== DATA FOR THIS EXERCISE ==
—————
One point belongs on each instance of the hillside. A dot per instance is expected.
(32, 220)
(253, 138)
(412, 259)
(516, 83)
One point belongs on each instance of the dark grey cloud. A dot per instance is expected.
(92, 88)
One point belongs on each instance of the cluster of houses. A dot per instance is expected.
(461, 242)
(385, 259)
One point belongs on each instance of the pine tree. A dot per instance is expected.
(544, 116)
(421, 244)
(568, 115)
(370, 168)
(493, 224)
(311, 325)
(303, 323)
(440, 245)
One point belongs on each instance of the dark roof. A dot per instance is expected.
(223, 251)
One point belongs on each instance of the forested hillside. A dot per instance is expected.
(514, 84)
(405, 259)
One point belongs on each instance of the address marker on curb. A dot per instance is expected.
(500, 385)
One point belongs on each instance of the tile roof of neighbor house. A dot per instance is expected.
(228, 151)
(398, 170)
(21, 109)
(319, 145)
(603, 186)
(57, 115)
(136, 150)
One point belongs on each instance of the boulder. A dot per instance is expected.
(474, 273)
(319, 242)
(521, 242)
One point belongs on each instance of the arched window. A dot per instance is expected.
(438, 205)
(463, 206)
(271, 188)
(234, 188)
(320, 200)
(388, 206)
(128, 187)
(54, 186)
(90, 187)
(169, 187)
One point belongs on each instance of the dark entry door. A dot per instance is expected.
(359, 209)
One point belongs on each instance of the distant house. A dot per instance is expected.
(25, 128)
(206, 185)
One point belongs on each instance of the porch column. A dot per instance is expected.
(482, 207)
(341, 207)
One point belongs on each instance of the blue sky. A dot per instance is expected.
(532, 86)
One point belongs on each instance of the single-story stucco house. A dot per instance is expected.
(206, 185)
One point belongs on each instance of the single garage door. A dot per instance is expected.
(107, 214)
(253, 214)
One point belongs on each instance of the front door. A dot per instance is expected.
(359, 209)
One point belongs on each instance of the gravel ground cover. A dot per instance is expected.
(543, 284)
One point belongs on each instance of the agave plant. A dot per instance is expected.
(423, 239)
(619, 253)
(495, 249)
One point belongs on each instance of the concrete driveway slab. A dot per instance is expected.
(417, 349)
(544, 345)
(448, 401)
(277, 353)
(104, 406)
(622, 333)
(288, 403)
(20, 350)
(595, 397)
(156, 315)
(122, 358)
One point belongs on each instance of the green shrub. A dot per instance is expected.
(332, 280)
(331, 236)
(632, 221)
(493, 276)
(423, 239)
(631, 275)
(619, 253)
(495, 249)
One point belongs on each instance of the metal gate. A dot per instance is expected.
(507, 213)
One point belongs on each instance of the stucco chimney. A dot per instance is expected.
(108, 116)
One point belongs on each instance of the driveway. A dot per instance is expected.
—————
Could you quote, exactly as they appear, the line containing "One point belongs on each instance of the porch" and every line after it to the end of the records above?

== TASK ANSWER ==
One point belongs on each instance of the porch column. A dot per instance is expected.
(482, 207)
(341, 207)
One point belongs on each instance of the blue sky. A dot per instance is expected.
(532, 86)
One point belongs on each instance of the single-story stucco house. A dot per instance is expected.
(206, 185)
One point belongs on each instance of the single garage door. A dot per instance is expected.
(107, 214)
(253, 214)
One point belongs on each instance of the front door. A dot per instance is expected.
(359, 209)
One point belongs on each instance of the gravel ground cover. A dot per instance is expected.
(543, 284)
One point belongs on each instance of the agave plant. A dot per instance is expected.
(423, 239)
(619, 253)
(495, 249)
One point belongs on each instance of the concrete driveway slab. A dot per instance is expected.
(417, 349)
(544, 345)
(448, 401)
(277, 353)
(104, 406)
(622, 333)
(288, 403)
(20, 350)
(595, 397)
(156, 315)
(122, 358)
One point belongs on each instance of the green shrub. A dot per instance is expected.
(332, 280)
(331, 236)
(632, 221)
(493, 276)
(423, 239)
(631, 275)
(619, 253)
(495, 249)
One point belongs on each instance of the metal gate. A dot per instance is expected.
(507, 213)
One point belongs on each instance of the stucco chimney. A dot per instance is expected.
(108, 116)
One point belongs on each instance of the driveway. A dot per instance is expected.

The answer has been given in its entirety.